| STATED EXERCISE |
Copy out the final stretch of the listing: the line that contains "Query: conifer tree" and all lines after it, exactly as they appear.

^^^^^^^^

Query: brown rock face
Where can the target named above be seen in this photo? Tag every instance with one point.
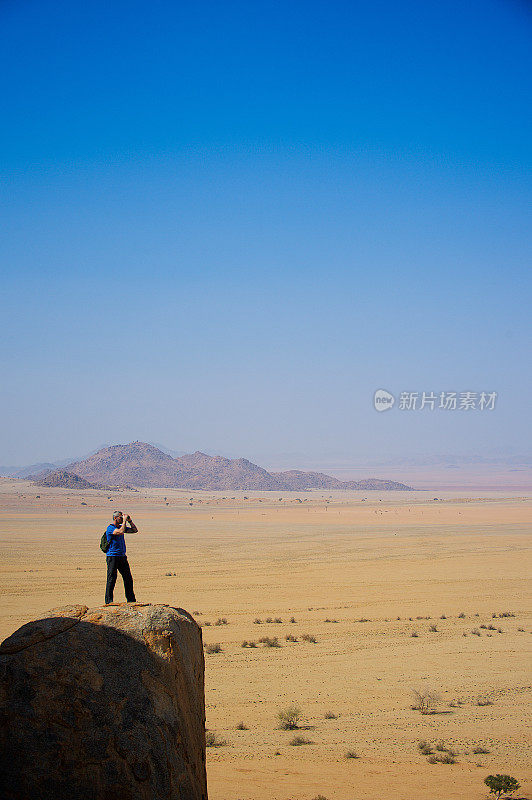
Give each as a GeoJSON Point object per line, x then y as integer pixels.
{"type": "Point", "coordinates": [104, 704]}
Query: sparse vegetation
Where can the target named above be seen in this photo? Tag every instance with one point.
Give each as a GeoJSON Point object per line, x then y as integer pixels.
{"type": "Point", "coordinates": [212, 740]}
{"type": "Point", "coordinates": [501, 784]}
{"type": "Point", "coordinates": [213, 648]}
{"type": "Point", "coordinates": [352, 754]}
{"type": "Point", "coordinates": [425, 701]}
{"type": "Point", "coordinates": [269, 641]}
{"type": "Point", "coordinates": [483, 701]}
{"type": "Point", "coordinates": [289, 717]}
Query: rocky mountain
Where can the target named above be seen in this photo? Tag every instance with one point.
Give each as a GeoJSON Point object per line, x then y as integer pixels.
{"type": "Point", "coordinates": [141, 464]}
{"type": "Point", "coordinates": [63, 479]}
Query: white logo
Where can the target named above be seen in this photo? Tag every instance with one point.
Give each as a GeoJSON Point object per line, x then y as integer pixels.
{"type": "Point", "coordinates": [383, 400]}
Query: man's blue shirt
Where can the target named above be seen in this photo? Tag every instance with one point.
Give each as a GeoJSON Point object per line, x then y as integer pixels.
{"type": "Point", "coordinates": [117, 544]}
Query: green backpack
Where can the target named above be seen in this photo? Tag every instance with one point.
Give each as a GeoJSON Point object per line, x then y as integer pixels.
{"type": "Point", "coordinates": [104, 542]}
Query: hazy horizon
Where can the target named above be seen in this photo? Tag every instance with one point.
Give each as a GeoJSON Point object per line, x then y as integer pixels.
{"type": "Point", "coordinates": [226, 226]}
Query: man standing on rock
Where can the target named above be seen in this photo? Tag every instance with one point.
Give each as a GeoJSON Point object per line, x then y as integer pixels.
{"type": "Point", "coordinates": [116, 556]}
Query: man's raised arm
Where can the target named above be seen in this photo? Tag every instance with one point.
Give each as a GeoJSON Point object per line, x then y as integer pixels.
{"type": "Point", "coordinates": [131, 528]}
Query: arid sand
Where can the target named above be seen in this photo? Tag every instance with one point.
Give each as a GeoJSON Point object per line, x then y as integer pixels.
{"type": "Point", "coordinates": [316, 556]}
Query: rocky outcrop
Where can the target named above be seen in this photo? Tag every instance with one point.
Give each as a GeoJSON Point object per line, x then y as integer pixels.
{"type": "Point", "coordinates": [104, 704]}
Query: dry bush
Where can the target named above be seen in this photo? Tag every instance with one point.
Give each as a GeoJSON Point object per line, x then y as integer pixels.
{"type": "Point", "coordinates": [425, 700]}
{"type": "Point", "coordinates": [269, 641]}
{"type": "Point", "coordinates": [483, 701]}
{"type": "Point", "coordinates": [212, 740]}
{"type": "Point", "coordinates": [213, 648]}
{"type": "Point", "coordinates": [289, 717]}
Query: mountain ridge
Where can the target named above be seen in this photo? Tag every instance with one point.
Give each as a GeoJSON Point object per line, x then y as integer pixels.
{"type": "Point", "coordinates": [143, 464]}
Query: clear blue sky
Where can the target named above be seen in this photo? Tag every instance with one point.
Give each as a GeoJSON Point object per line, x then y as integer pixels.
{"type": "Point", "coordinates": [225, 224]}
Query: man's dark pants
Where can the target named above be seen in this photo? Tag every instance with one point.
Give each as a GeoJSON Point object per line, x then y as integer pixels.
{"type": "Point", "coordinates": [119, 564]}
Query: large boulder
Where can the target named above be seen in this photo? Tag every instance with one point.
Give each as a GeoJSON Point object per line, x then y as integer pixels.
{"type": "Point", "coordinates": [104, 704]}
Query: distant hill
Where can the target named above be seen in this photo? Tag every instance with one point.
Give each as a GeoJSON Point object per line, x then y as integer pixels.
{"type": "Point", "coordinates": [64, 480]}
{"type": "Point", "coordinates": [141, 464]}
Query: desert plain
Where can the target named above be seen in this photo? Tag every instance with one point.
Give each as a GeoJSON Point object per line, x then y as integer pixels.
{"type": "Point", "coordinates": [402, 592]}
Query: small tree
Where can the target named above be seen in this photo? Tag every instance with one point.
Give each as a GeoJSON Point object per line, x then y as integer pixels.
{"type": "Point", "coordinates": [501, 784]}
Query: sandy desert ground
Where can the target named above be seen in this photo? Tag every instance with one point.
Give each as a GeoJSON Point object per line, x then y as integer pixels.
{"type": "Point", "coordinates": [402, 562]}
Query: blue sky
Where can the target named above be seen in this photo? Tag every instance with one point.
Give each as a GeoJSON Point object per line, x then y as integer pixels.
{"type": "Point", "coordinates": [226, 224]}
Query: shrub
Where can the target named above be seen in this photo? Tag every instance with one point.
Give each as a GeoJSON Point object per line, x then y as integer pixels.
{"type": "Point", "coordinates": [447, 758]}
{"type": "Point", "coordinates": [289, 717]}
{"type": "Point", "coordinates": [501, 784]}
{"type": "Point", "coordinates": [269, 641]}
{"type": "Point", "coordinates": [425, 701]}
{"type": "Point", "coordinates": [213, 648]}
{"type": "Point", "coordinates": [212, 740]}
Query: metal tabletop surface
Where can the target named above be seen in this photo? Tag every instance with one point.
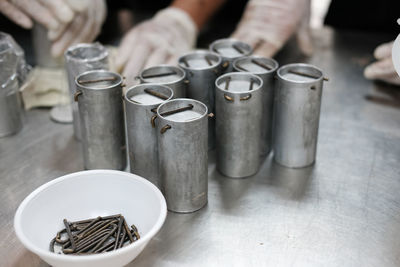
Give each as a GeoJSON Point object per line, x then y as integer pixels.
{"type": "Point", "coordinates": [343, 211]}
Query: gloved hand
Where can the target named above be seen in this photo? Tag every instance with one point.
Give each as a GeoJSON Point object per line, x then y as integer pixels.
{"type": "Point", "coordinates": [84, 28]}
{"type": "Point", "coordinates": [161, 39]}
{"type": "Point", "coordinates": [268, 24]}
{"type": "Point", "coordinates": [383, 69]}
{"type": "Point", "coordinates": [50, 13]}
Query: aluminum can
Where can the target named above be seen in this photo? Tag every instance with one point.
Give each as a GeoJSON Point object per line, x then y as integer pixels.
{"type": "Point", "coordinates": [296, 114]}
{"type": "Point", "coordinates": [99, 97]}
{"type": "Point", "coordinates": [80, 58]}
{"type": "Point", "coordinates": [202, 68]}
{"type": "Point", "coordinates": [265, 68]}
{"type": "Point", "coordinates": [168, 75]}
{"type": "Point", "coordinates": [141, 102]}
{"type": "Point", "coordinates": [238, 103]}
{"type": "Point", "coordinates": [230, 50]}
{"type": "Point", "coordinates": [10, 109]}
{"type": "Point", "coordinates": [182, 127]}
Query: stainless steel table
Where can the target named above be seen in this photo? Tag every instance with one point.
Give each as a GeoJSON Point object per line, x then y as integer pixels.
{"type": "Point", "coordinates": [343, 211]}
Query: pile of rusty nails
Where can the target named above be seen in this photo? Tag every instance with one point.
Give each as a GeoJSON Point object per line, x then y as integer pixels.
{"type": "Point", "coordinates": [95, 235]}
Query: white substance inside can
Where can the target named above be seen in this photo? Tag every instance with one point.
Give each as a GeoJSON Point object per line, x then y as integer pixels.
{"type": "Point", "coordinates": [146, 99]}
{"type": "Point", "coordinates": [186, 115]}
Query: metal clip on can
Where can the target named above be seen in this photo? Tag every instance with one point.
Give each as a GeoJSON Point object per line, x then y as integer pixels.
{"type": "Point", "coordinates": [230, 50]}
{"type": "Point", "coordinates": [10, 108]}
{"type": "Point", "coordinates": [296, 114]}
{"type": "Point", "coordinates": [238, 103]}
{"type": "Point", "coordinates": [202, 69]}
{"type": "Point", "coordinates": [99, 97]}
{"type": "Point", "coordinates": [265, 68]}
{"type": "Point", "coordinates": [78, 59]}
{"type": "Point", "coordinates": [167, 75]}
{"type": "Point", "coordinates": [141, 102]}
{"type": "Point", "coordinates": [182, 127]}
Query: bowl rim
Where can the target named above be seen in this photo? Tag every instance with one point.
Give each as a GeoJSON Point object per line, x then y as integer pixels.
{"type": "Point", "coordinates": [76, 258]}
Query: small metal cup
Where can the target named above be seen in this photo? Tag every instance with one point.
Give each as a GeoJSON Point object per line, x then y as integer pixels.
{"type": "Point", "coordinates": [296, 114]}
{"type": "Point", "coordinates": [230, 50]}
{"type": "Point", "coordinates": [141, 102]}
{"type": "Point", "coordinates": [167, 75]}
{"type": "Point", "coordinates": [99, 97]}
{"type": "Point", "coordinates": [10, 109]}
{"type": "Point", "coordinates": [265, 68]}
{"type": "Point", "coordinates": [238, 103]}
{"type": "Point", "coordinates": [78, 59]}
{"type": "Point", "coordinates": [202, 69]}
{"type": "Point", "coordinates": [42, 48]}
{"type": "Point", "coordinates": [182, 127]}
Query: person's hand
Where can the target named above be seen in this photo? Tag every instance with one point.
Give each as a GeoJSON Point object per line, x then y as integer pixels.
{"type": "Point", "coordinates": [161, 39]}
{"type": "Point", "coordinates": [50, 13]}
{"type": "Point", "coordinates": [84, 28]}
{"type": "Point", "coordinates": [383, 68]}
{"type": "Point", "coordinates": [268, 24]}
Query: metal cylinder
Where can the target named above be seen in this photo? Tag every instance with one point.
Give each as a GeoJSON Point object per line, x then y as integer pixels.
{"type": "Point", "coordinates": [141, 102]}
{"type": "Point", "coordinates": [238, 103]}
{"type": "Point", "coordinates": [182, 127]}
{"type": "Point", "coordinates": [99, 97]}
{"type": "Point", "coordinates": [78, 59]}
{"type": "Point", "coordinates": [168, 75]}
{"type": "Point", "coordinates": [42, 48]}
{"type": "Point", "coordinates": [230, 50]}
{"type": "Point", "coordinates": [296, 114]}
{"type": "Point", "coordinates": [10, 108]}
{"type": "Point", "coordinates": [202, 69]}
{"type": "Point", "coordinates": [265, 68]}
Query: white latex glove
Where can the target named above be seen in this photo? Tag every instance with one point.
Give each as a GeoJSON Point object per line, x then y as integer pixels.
{"type": "Point", "coordinates": [50, 13]}
{"type": "Point", "coordinates": [268, 24]}
{"type": "Point", "coordinates": [170, 33]}
{"type": "Point", "coordinates": [84, 28]}
{"type": "Point", "coordinates": [383, 69]}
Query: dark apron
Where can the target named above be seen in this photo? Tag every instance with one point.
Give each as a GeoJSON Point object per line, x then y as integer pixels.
{"type": "Point", "coordinates": [365, 15]}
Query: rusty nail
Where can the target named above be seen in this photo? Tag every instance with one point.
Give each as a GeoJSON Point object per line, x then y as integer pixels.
{"type": "Point", "coordinates": [238, 48]}
{"type": "Point", "coordinates": [76, 94]}
{"type": "Point", "coordinates": [228, 98]}
{"type": "Point", "coordinates": [164, 129]}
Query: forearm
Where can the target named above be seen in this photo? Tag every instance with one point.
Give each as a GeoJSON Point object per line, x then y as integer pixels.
{"type": "Point", "coordinates": [199, 10]}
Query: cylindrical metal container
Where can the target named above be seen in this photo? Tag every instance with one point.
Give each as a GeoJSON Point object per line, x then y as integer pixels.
{"type": "Point", "coordinates": [230, 50]}
{"type": "Point", "coordinates": [78, 59]}
{"type": "Point", "coordinates": [182, 127]}
{"type": "Point", "coordinates": [42, 48]}
{"type": "Point", "coordinates": [296, 114]}
{"type": "Point", "coordinates": [265, 68]}
{"type": "Point", "coordinates": [202, 69]}
{"type": "Point", "coordinates": [99, 97]}
{"type": "Point", "coordinates": [238, 103]}
{"type": "Point", "coordinates": [141, 102]}
{"type": "Point", "coordinates": [10, 108]}
{"type": "Point", "coordinates": [168, 75]}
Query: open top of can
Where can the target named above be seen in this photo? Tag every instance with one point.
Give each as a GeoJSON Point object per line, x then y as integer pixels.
{"type": "Point", "coordinates": [231, 48]}
{"type": "Point", "coordinates": [255, 65]}
{"type": "Point", "coordinates": [300, 73]}
{"type": "Point", "coordinates": [182, 110]}
{"type": "Point", "coordinates": [86, 52]}
{"type": "Point", "coordinates": [238, 82]}
{"type": "Point", "coordinates": [148, 94]}
{"type": "Point", "coordinates": [164, 74]}
{"type": "Point", "coordinates": [199, 60]}
{"type": "Point", "coordinates": [98, 79]}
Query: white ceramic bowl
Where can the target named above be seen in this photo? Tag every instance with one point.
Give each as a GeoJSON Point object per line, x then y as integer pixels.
{"type": "Point", "coordinates": [89, 194]}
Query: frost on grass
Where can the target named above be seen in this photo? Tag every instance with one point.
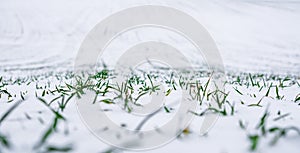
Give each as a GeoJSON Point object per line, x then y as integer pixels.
{"type": "Point", "coordinates": [55, 91]}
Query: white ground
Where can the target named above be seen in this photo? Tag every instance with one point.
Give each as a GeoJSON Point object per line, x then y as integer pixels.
{"type": "Point", "coordinates": [259, 36]}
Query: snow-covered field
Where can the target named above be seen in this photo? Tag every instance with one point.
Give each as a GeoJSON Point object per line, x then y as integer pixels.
{"type": "Point", "coordinates": [257, 37]}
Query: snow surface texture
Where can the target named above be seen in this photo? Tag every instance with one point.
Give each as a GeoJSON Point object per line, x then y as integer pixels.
{"type": "Point", "coordinates": [252, 36]}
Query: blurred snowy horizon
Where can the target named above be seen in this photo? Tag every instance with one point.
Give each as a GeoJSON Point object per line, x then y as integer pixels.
{"type": "Point", "coordinates": [259, 36]}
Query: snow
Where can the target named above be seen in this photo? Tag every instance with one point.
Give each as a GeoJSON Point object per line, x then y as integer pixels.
{"type": "Point", "coordinates": [252, 36]}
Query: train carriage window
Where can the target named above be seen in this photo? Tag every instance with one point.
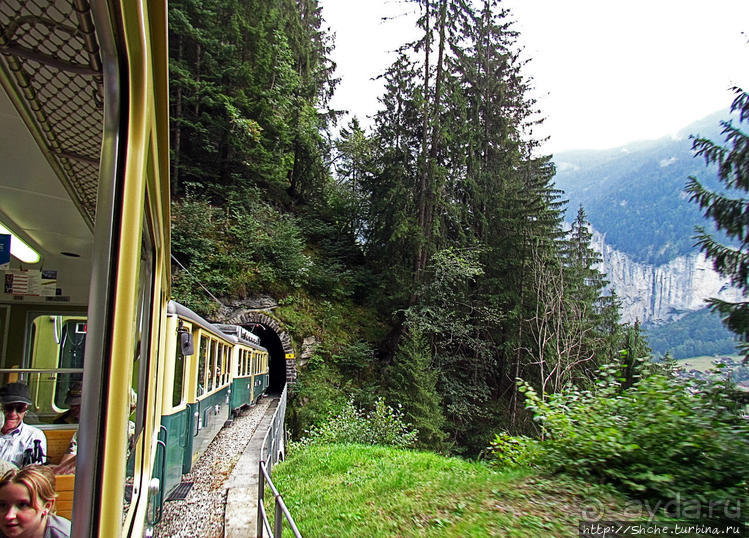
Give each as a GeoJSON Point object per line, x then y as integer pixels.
{"type": "Point", "coordinates": [72, 347]}
{"type": "Point", "coordinates": [4, 316]}
{"type": "Point", "coordinates": [227, 349]}
{"type": "Point", "coordinates": [140, 368]}
{"type": "Point", "coordinates": [179, 373]}
{"type": "Point", "coordinates": [202, 362]}
{"type": "Point", "coordinates": [222, 367]}
{"type": "Point", "coordinates": [55, 340]}
{"type": "Point", "coordinates": [210, 365]}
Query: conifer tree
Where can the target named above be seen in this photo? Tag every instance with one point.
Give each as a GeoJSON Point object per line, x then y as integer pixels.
{"type": "Point", "coordinates": [413, 376]}
{"type": "Point", "coordinates": [729, 210]}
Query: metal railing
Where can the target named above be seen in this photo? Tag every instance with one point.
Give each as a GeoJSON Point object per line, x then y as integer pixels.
{"type": "Point", "coordinates": [271, 452]}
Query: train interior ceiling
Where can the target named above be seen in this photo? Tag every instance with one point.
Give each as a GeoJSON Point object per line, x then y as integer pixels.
{"type": "Point", "coordinates": [37, 209]}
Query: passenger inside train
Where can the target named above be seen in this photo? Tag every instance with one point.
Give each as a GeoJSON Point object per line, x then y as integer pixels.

^^^^^^^^

| RESULT OF THE TASK |
Query: conifer tree
Where can the target named above be seen in this photo? Tag every instance with one point.
Give each as a GeoJSON Point object per line, x then y as integer pixels.
{"type": "Point", "coordinates": [413, 376]}
{"type": "Point", "coordinates": [729, 210]}
Query: metal railing
Where can the target named above be seen in this photo? Tag every instance with one point.
Give each as a GeoJSON Point object per line, x then y as integer pixels.
{"type": "Point", "coordinates": [271, 452]}
Query: train interior ceiling
Where can the target named above be seen in this photo? Tag every instance with one point.
Give each as a GeoJSON Point object per line, x then y as integer pixels.
{"type": "Point", "coordinates": [37, 209]}
Query: passenger inside train
Where can the target named above be seen in this photo? Tag every instance with one point.
Give each as a GeoJSON Point object per line, x then y as integer pixels.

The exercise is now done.